**DATA SHOWN**.

+===+

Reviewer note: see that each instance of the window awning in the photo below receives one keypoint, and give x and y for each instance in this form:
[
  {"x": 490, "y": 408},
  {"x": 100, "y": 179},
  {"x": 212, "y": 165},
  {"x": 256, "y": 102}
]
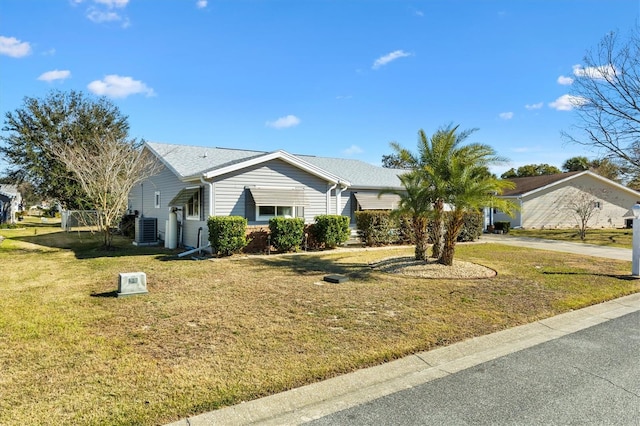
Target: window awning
[
  {"x": 184, "y": 195},
  {"x": 371, "y": 201},
  {"x": 278, "y": 197}
]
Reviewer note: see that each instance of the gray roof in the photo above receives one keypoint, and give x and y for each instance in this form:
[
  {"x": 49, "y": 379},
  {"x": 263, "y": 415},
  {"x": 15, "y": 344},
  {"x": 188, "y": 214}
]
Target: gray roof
[{"x": 190, "y": 161}]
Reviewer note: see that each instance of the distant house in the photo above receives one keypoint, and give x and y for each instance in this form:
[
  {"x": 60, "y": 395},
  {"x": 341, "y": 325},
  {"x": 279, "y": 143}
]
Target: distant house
[
  {"x": 10, "y": 203},
  {"x": 198, "y": 182},
  {"x": 547, "y": 201}
]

+===+

Convert all of the data above into a JSON list of strings, one string per line, with blank lines dropped and the pictures left out.

[
  "Reviewer note: see that each instance of the window awning in the photo below receives one keypoint, and give x and y for each instance in this form:",
  "[",
  "  {\"x\": 490, \"y\": 408},",
  "  {\"x\": 100, \"y\": 179},",
  "  {\"x\": 212, \"y\": 165},",
  "  {\"x\": 256, \"y\": 102}",
  "]",
  "Target: window awning",
  "[",
  "  {\"x\": 184, \"y\": 195},",
  "  {\"x\": 371, \"y\": 201},",
  "  {\"x\": 278, \"y\": 197}",
  "]",
  "Reviewer note: see that each instance of the gray roof in the photo above receives one keypoint, and give x and y for each instance in this form:",
  "[",
  "  {\"x\": 49, \"y\": 379},",
  "  {\"x\": 263, \"y\": 415},",
  "  {\"x\": 15, \"y\": 344},",
  "  {\"x\": 188, \"y\": 214}",
  "]",
  "Target: gray roof",
  "[{\"x\": 190, \"y\": 161}]",
  "Reviewer note: see that each instance of the distant house in the photo above receives one keypoint, and give x and y for each instance in this form:",
  "[",
  "  {\"x\": 60, \"y\": 395},",
  "  {\"x\": 341, \"y\": 325},",
  "  {\"x\": 279, \"y\": 143}",
  "]",
  "Target: distant house",
  "[",
  "  {\"x\": 10, \"y\": 203},",
  "  {\"x\": 198, \"y\": 182},",
  "  {\"x\": 547, \"y\": 201}",
  "]"
]